I'd like the line containing "of the tattooed" and every line below it, to the end of the material, repeated exactly and with nothing else.

Material for this task:

────────

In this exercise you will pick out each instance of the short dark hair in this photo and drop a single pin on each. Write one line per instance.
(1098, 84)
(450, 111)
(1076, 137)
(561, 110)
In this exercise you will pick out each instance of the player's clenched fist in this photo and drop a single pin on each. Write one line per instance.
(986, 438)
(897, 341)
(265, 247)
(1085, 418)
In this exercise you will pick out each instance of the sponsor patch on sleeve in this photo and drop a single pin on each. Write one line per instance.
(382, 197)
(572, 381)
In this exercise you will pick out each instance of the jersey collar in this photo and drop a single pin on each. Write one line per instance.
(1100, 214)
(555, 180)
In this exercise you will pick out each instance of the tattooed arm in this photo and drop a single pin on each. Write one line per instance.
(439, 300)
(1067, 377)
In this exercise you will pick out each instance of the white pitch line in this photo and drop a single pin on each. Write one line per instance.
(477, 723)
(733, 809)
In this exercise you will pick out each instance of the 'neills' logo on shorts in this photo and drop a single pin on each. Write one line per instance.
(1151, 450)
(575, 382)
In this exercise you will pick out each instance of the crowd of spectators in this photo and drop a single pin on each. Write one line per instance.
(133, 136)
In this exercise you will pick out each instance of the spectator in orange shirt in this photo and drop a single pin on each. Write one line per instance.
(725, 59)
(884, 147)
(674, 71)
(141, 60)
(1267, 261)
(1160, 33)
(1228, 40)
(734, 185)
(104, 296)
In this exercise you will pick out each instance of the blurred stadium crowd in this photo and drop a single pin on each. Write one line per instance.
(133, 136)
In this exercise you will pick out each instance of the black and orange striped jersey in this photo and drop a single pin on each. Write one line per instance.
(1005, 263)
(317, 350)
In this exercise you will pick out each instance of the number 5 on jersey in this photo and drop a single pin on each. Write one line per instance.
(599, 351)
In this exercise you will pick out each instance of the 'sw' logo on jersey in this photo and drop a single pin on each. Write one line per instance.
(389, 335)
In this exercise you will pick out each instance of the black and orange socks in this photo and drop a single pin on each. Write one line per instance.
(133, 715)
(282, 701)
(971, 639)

────────

Written answer:
In this exercise you will pick out each instance of the tattooed arm in this photo and drop a single pin on each. Write one line per instance.
(439, 300)
(1067, 377)
In this exercise you will pick out each instance of the white pitch line in this photo and drop a single pin on each. Write one line per instance.
(477, 723)
(733, 809)
In this exercise you will pick out each instance of the 'neills' logo on shorts in this photo and drop a single pin on each. Write one line per instance.
(1151, 450)
(575, 382)
In this exercise you will pick out each instance of the crowd of spectators in this photo and drop a single pin on each. Write one line per instance.
(133, 136)
In this exercise you will pick out each instance of the spectator in orange shirt in this photo and drop a single pin on each. Write one line per instance.
(725, 59)
(884, 147)
(674, 71)
(141, 60)
(1267, 261)
(1160, 33)
(1228, 40)
(734, 185)
(104, 296)
In this exercise you will pick out each instance of the blurred stadium crowd in this photo and drop a single pin on each. Write one line per instance.
(133, 136)
In this exercise you will pick out each instance of the black and orange striped jersey in this photo and drop a single pin on each. Write one line per instance.
(1005, 263)
(317, 350)
In this exercise you will pick out each instance of the number 5 on jersey in this photo and drop a single pin on each. Write one line per instance.
(599, 351)
In this exercise you will pick out each instance of the 'sw' logo on jersey in this photo and drop a single pin on each. Write one line per instance.
(389, 335)
In this exercise you will pick out each instance of the black and orange socks in this photo and drop a single pin on each. Write one line per instance.
(133, 715)
(282, 701)
(971, 639)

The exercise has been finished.